■ Problem details ■
Check each line of the material for "rear" and report how many lines have it, with nothing added.
Content starts
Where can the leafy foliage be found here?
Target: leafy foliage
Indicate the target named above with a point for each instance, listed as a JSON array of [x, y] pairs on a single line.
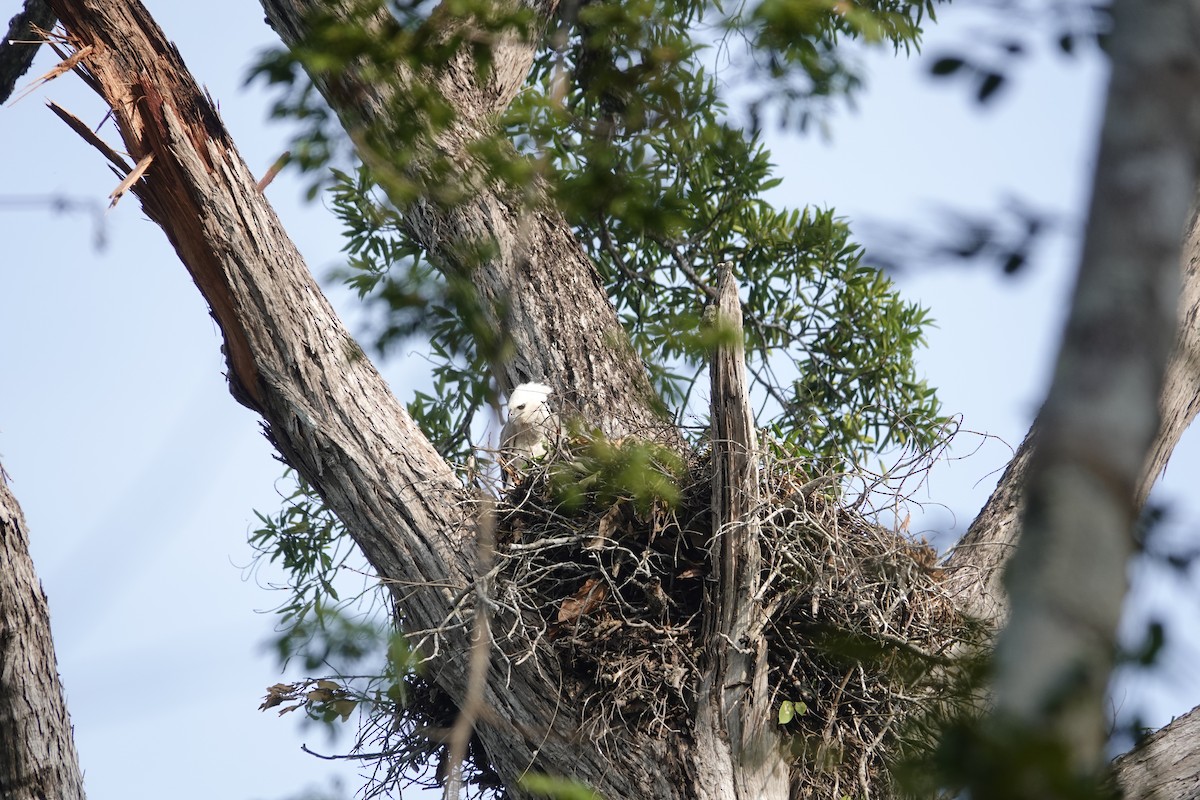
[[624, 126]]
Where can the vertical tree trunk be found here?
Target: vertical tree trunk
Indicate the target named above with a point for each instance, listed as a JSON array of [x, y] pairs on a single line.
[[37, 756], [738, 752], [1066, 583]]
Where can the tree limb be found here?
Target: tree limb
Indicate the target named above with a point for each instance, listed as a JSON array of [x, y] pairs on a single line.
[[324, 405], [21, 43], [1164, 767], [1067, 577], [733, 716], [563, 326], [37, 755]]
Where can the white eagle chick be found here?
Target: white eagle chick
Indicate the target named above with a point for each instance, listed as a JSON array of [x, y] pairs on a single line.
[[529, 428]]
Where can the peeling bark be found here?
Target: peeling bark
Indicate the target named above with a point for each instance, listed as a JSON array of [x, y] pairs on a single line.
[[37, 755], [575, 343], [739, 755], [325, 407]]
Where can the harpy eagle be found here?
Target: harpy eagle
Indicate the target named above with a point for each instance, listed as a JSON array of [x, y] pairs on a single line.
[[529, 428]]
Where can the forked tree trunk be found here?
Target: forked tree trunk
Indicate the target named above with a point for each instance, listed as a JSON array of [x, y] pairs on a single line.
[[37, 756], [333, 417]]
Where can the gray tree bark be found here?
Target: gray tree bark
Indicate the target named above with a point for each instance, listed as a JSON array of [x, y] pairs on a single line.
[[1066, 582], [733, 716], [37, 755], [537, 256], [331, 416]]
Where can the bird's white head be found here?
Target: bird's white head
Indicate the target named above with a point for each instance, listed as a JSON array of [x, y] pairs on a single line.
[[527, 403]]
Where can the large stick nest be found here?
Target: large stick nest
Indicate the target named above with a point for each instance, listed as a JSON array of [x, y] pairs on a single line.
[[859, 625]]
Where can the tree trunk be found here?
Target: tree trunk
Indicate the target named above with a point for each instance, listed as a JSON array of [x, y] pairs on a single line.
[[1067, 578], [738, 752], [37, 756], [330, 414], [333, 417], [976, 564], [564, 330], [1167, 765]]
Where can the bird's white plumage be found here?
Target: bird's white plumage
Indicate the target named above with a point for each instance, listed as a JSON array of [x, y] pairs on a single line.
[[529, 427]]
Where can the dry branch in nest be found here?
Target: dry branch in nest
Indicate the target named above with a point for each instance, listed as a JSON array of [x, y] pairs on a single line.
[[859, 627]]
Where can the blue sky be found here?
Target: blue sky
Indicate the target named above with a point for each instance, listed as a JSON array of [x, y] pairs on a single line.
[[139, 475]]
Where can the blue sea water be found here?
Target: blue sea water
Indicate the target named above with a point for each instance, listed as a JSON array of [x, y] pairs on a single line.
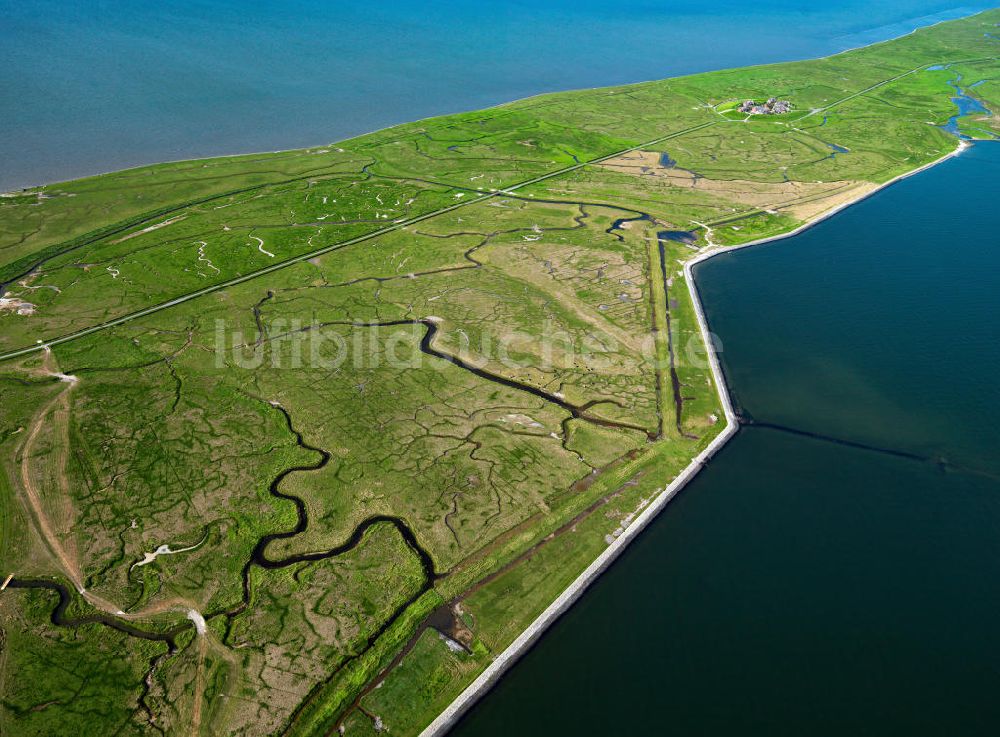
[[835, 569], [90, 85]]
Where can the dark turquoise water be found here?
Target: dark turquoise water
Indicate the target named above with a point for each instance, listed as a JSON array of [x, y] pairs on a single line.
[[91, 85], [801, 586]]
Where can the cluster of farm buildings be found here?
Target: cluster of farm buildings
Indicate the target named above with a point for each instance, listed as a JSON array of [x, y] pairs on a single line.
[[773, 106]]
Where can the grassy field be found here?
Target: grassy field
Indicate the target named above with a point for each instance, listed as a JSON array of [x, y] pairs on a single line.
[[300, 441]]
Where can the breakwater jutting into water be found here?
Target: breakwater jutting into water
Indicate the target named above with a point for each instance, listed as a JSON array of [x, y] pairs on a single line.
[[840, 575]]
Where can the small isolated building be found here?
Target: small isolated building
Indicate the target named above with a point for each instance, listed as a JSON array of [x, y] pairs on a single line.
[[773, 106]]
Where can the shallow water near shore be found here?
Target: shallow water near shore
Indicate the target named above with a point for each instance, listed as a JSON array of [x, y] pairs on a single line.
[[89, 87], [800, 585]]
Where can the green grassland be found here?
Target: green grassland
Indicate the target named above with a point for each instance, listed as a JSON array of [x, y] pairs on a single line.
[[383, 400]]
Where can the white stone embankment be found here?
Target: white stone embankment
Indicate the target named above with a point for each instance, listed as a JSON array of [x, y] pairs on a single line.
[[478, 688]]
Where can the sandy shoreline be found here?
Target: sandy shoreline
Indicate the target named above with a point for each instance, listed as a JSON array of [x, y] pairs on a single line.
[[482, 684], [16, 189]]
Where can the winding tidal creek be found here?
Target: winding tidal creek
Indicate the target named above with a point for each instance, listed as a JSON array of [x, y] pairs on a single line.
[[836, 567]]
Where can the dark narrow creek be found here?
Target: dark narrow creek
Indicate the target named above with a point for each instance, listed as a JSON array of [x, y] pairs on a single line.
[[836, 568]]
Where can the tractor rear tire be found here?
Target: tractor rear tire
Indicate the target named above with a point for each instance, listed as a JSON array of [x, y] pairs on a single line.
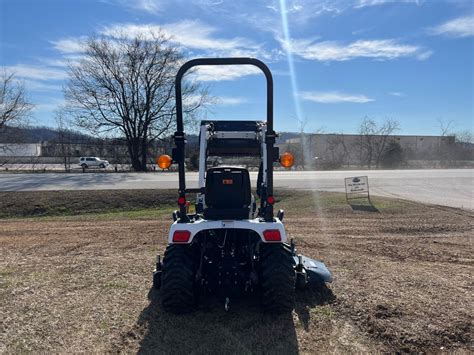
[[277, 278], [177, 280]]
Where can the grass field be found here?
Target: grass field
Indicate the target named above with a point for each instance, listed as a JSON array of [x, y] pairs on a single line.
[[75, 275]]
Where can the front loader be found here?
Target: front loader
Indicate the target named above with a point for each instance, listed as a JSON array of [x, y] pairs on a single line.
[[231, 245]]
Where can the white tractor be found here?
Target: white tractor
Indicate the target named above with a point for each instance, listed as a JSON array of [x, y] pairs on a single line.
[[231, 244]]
Content ends
Content starts
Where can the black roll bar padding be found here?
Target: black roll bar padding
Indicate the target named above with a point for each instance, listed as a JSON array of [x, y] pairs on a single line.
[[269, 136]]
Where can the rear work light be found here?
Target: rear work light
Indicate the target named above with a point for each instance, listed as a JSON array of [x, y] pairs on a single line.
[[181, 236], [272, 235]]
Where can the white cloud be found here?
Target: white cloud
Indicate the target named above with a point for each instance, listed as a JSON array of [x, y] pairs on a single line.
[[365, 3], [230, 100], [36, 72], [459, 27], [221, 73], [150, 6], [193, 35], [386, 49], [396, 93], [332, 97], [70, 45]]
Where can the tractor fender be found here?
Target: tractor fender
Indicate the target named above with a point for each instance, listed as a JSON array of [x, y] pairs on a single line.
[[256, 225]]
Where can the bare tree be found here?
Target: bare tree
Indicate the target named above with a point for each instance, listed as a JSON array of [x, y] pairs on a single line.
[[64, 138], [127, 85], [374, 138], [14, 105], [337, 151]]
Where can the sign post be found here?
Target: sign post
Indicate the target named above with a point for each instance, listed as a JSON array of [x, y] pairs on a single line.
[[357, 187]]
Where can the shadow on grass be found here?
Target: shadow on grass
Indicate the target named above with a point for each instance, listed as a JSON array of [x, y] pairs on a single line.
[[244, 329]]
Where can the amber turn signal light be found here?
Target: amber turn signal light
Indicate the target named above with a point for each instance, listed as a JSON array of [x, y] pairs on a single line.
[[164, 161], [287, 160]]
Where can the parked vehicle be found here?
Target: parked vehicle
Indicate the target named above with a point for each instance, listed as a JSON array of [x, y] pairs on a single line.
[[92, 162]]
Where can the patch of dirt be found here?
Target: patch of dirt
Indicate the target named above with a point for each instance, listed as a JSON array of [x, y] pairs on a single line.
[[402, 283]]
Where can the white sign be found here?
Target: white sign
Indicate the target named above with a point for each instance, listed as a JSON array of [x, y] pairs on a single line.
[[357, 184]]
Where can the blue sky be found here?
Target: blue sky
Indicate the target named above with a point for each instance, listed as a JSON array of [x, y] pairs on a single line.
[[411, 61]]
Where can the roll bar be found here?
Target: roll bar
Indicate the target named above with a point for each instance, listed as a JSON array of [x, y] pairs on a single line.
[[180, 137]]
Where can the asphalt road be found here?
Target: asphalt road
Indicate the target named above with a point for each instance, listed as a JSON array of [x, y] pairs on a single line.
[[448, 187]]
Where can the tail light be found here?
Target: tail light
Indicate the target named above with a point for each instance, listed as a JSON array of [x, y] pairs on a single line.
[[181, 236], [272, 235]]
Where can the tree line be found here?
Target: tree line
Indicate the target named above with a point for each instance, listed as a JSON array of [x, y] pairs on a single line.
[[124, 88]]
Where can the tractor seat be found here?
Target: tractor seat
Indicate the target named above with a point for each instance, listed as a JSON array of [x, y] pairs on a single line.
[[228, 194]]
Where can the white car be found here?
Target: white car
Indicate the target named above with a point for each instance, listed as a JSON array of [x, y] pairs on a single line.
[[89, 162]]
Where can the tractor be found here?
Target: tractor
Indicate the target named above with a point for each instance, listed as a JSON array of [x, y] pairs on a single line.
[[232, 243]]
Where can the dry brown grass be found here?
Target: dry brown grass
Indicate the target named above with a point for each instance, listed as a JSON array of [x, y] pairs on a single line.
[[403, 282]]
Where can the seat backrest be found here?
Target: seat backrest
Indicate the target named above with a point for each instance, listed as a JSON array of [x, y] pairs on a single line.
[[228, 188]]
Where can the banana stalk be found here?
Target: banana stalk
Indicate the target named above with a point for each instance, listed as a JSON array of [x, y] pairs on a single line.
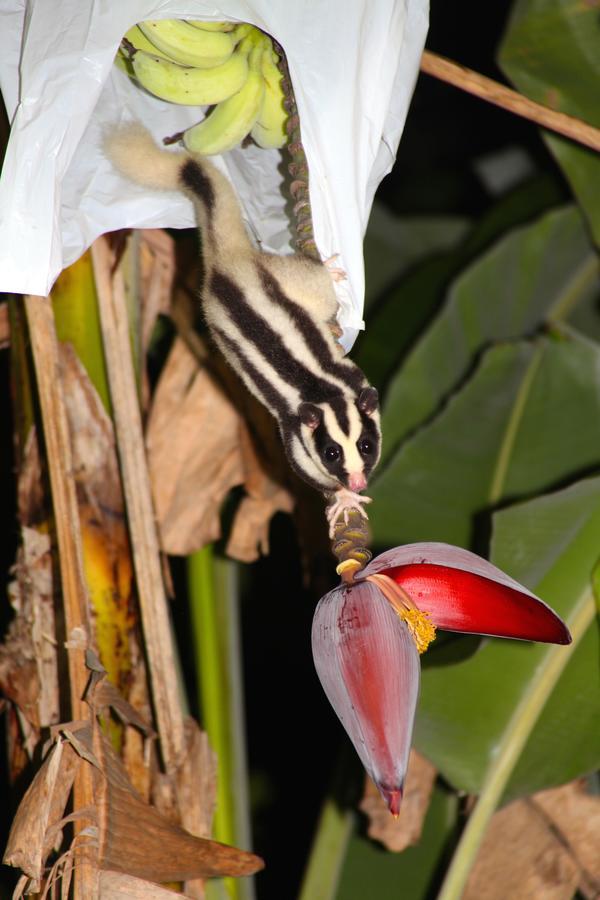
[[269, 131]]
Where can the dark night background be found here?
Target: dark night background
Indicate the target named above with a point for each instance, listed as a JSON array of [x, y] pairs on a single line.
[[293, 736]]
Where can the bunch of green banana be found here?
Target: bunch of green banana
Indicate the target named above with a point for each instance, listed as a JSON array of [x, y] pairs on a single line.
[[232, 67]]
Content ends
■ Answer to this problem ■
4